_Work to be completed:_
Please rewrite the items from the line that contains "Task: point out each instance of the plastic" through the end of the items, replacing "plastic bottle" with "glass bottle" and keeping everything else the same.
● ● ● ● ●
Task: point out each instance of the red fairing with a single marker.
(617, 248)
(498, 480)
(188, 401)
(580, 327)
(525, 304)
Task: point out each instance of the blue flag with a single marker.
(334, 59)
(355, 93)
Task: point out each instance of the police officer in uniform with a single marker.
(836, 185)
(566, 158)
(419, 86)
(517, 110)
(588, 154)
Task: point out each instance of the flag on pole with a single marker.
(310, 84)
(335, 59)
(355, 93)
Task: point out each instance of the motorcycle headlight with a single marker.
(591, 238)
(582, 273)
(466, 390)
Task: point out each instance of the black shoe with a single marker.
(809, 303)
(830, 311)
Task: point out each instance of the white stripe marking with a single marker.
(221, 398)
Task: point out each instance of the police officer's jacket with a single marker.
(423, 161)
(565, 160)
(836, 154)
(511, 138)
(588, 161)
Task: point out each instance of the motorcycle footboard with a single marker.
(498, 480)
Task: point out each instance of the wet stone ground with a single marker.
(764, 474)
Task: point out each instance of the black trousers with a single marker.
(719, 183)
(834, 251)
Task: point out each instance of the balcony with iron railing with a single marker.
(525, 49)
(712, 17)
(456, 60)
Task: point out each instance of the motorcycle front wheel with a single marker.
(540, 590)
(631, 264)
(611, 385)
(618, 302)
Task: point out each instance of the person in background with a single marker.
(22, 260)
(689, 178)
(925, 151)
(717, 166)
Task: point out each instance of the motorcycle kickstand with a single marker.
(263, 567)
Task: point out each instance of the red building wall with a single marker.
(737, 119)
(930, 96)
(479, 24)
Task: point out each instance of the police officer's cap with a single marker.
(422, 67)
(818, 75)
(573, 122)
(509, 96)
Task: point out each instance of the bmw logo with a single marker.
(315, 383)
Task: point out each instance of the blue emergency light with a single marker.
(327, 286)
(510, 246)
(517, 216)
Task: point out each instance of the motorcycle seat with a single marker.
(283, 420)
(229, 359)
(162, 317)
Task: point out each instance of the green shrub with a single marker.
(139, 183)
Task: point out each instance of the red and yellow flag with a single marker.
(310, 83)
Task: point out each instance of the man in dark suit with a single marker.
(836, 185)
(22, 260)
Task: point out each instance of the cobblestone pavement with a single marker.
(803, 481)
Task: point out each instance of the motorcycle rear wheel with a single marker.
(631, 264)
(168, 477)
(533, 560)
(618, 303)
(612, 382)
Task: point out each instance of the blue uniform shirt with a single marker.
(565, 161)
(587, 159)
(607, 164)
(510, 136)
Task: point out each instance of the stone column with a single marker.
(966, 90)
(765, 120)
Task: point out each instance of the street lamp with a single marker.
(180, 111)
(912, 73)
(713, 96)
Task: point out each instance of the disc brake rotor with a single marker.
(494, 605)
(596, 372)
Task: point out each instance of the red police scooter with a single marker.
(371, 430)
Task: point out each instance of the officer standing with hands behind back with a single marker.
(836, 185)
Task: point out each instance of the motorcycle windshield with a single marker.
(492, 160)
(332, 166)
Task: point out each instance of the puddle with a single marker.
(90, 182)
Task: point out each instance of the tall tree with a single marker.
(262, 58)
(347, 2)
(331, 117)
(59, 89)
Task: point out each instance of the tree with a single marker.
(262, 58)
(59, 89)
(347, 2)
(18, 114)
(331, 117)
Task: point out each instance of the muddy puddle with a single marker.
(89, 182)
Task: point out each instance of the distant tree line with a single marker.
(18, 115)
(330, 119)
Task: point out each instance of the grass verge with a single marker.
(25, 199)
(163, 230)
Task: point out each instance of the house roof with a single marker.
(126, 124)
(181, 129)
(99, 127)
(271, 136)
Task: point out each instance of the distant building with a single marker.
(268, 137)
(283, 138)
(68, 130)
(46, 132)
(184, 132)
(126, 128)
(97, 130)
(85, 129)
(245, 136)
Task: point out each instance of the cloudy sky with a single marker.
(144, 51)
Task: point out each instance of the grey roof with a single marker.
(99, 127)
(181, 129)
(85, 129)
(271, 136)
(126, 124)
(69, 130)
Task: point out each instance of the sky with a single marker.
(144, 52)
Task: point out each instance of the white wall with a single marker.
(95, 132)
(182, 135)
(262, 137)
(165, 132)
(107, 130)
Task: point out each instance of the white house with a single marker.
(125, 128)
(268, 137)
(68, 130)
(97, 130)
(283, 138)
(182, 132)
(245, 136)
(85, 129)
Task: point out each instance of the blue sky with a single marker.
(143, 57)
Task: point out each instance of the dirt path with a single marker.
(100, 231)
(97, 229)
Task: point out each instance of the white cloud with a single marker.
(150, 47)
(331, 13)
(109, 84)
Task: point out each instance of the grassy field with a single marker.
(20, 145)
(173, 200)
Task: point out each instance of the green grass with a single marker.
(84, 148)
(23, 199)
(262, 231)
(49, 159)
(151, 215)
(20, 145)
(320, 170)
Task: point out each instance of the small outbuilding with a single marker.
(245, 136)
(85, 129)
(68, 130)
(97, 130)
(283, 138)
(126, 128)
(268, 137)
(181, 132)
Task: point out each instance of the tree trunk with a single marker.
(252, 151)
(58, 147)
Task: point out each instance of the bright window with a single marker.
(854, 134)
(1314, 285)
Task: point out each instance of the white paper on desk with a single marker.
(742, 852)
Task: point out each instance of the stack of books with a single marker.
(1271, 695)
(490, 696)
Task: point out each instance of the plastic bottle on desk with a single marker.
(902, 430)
● ● ● ● ●
_In response:_
Task: point out each instance of the glass bottle on desk with a single marker.
(902, 430)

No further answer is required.